TASK
In the records below, how many lines contain the word "window"? Reply with only the number.
═════ STORED RECORDS
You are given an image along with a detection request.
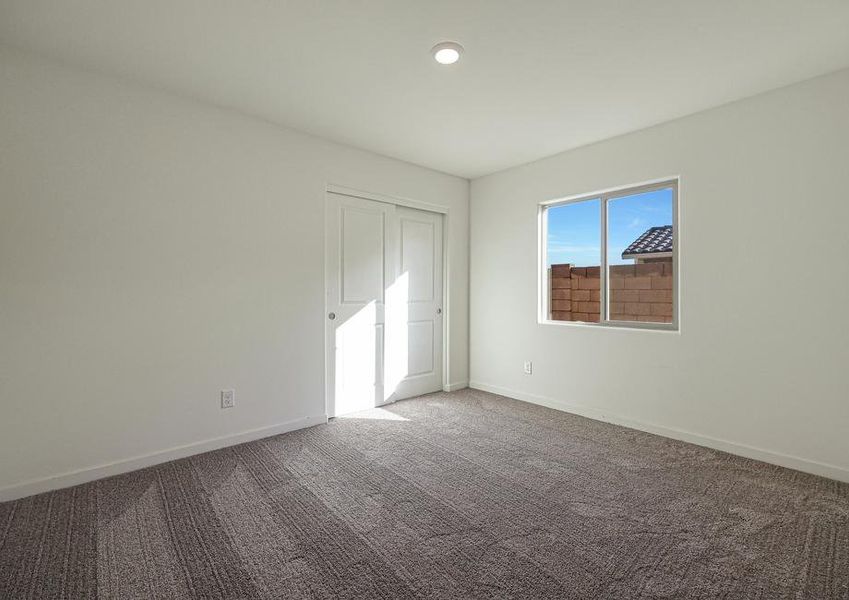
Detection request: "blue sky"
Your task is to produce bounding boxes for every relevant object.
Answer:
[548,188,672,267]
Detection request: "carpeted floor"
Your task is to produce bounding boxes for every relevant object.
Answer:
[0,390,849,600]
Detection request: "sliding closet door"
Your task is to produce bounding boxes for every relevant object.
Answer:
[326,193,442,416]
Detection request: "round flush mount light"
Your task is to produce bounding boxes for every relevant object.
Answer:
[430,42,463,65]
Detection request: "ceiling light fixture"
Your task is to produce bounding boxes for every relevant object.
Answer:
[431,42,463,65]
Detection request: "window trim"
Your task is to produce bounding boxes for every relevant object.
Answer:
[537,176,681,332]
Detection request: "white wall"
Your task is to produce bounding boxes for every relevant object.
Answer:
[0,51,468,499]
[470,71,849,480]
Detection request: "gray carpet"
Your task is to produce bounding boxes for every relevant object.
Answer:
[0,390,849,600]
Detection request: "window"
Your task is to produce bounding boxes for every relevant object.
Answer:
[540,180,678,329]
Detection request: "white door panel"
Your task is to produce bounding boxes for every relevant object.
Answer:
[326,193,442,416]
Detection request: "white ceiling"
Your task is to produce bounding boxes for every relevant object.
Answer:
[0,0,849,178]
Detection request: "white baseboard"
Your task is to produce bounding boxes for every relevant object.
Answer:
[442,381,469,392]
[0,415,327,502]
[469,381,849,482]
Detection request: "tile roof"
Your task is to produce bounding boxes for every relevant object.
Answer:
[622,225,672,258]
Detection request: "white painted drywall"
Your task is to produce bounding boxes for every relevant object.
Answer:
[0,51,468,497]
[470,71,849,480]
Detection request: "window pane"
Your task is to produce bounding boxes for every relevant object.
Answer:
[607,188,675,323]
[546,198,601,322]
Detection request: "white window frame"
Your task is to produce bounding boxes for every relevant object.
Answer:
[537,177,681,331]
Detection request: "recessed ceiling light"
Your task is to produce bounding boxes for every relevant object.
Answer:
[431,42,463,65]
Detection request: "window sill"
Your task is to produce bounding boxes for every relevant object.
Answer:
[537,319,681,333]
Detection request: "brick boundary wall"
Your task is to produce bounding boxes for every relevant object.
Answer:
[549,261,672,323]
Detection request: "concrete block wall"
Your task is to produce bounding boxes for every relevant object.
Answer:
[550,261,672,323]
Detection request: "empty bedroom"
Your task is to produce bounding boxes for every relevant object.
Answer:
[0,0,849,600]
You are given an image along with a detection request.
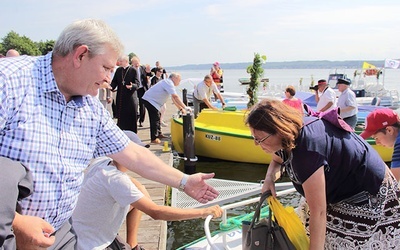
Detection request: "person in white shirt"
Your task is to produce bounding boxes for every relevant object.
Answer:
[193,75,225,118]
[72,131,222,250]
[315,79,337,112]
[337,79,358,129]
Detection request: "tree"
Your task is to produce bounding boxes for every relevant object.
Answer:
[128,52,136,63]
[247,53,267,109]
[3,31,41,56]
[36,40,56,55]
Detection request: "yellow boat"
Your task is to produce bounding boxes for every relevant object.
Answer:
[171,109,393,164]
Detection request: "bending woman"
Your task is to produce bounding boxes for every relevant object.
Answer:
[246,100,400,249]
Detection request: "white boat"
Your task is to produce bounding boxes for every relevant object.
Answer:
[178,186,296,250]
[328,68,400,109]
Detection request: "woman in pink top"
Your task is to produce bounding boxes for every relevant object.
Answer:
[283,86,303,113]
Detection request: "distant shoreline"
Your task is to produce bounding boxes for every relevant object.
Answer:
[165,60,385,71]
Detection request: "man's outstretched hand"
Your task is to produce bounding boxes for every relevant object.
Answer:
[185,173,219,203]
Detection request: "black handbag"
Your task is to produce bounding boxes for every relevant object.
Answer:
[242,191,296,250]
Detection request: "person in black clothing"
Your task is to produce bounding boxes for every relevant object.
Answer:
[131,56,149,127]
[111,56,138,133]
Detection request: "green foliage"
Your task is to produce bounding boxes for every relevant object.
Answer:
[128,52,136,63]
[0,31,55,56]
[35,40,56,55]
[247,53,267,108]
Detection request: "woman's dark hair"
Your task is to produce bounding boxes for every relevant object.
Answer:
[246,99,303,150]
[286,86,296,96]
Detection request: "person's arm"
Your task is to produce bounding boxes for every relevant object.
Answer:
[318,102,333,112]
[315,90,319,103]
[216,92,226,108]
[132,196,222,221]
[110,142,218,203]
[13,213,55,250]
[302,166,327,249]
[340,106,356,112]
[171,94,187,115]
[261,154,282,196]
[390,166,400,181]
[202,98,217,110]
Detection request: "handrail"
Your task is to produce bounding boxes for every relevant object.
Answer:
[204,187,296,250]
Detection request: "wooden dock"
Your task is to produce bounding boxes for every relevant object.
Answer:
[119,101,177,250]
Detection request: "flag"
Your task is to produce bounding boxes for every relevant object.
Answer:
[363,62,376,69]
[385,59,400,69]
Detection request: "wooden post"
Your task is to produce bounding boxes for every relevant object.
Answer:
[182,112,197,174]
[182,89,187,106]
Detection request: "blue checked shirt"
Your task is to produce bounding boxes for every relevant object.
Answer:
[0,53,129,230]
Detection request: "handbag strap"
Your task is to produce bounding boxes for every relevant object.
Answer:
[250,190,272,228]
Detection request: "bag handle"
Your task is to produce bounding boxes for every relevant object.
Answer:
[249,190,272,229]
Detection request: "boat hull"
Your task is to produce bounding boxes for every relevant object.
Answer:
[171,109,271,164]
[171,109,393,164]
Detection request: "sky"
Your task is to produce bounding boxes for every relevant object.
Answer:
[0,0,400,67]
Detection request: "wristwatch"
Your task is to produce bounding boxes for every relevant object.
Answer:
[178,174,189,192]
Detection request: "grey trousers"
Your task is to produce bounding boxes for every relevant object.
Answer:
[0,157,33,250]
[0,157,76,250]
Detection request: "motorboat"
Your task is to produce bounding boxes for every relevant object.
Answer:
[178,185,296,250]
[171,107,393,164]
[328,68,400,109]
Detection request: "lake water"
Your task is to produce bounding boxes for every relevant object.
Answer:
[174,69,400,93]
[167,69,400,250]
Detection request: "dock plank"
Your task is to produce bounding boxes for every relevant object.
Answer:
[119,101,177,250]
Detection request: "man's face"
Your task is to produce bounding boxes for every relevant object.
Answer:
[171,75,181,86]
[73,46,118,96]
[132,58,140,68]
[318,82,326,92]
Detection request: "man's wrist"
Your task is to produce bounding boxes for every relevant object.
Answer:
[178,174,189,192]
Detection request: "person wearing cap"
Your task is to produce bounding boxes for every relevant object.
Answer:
══════════
RESULT OF THE EXERCISE
5